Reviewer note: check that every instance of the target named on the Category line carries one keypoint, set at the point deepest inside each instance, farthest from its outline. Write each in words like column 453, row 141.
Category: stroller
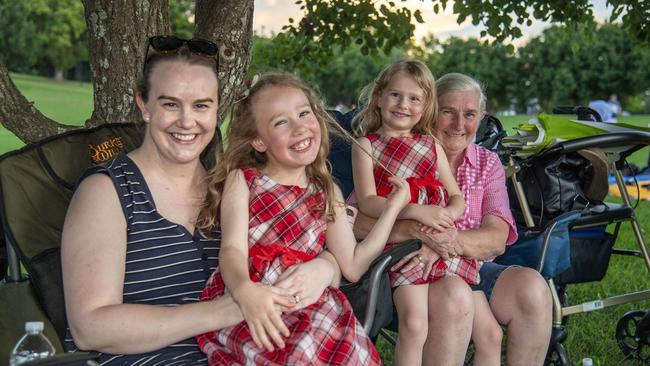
column 554, row 181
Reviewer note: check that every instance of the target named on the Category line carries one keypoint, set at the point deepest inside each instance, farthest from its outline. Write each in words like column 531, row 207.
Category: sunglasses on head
column 171, row 45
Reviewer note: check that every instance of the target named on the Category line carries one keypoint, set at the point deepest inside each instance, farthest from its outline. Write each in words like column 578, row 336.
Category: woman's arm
column 487, row 241
column 456, row 204
column 93, row 254
column 354, row 259
column 308, row 280
column 258, row 303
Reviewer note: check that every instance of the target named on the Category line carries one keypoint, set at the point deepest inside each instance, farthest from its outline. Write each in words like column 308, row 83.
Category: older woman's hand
column 444, row 242
column 307, row 281
column 424, row 256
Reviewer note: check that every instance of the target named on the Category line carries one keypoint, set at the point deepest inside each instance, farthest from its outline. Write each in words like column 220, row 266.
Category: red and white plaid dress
column 414, row 158
column 286, row 227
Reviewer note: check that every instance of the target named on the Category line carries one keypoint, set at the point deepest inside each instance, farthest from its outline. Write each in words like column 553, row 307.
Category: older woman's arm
column 93, row 256
column 310, row 279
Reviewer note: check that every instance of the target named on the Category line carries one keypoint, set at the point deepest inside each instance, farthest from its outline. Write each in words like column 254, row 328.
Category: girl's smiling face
column 287, row 128
column 401, row 104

···

▸ **EXERCISE GOAL**
Please convert the lines above into a JSON list of strings, one string per line, skipping blank lines and omitting the pictures.

▸ **RESPONSE TO THIS EXERCISE**
[
  "Reviewer note: check that every instance of the target named on the Category line carries one keypoint, set at the point deepest inside each instance, farthest from its outline. Write each in words like column 453, row 141.",
  "Category: stroller",
  "column 554, row 181",
  "Reviewer note: check that every instance of the target named on the Category line carries one keypoint, set at the point deepest inside each instance, farthest from its outline. Write each in words like column 531, row 207.",
  "Category: sunglasses on head",
  "column 171, row 45",
  "Reviewer note: check that every instance of the target named on the Category line carries one keypoint, set at the point deepest inside each instance, farthest from its outline. Write each in words like column 578, row 336.",
  "Category: woman's arm",
  "column 487, row 241",
  "column 456, row 204",
  "column 93, row 254",
  "column 354, row 259",
  "column 308, row 280",
  "column 258, row 303",
  "Reviewer note: check that every instance of the target named on the Category line carries one keypoint, set at the point deepest inside each instance, farthest from its outline. Write each in words like column 308, row 83.",
  "Category: older woman's hand",
  "column 444, row 242",
  "column 307, row 281",
  "column 424, row 256",
  "Reviewer note: check that every instance of the target named on the Category line carries one keypoint, set at the point deepest inside each instance, farthest from its outline. Write each in words like column 220, row 266.",
  "Category: red and white plaid dress",
  "column 414, row 158",
  "column 286, row 227",
  "Reviewer note: check that every instance of the target named on the Category line carries one keypoint, set at the point deepest inside each instance, farthest from its outline. Write each in words like column 553, row 307.",
  "Category: older woman's arm",
  "column 93, row 256",
  "column 310, row 279",
  "Reviewer note: check that every instance of the target named on the Category line carries one keypoint, set at the point deepest inside each instance, farthest from its outline. Write each in words like column 254, row 328.",
  "Category: girl's smiling face",
  "column 287, row 128",
  "column 401, row 104"
]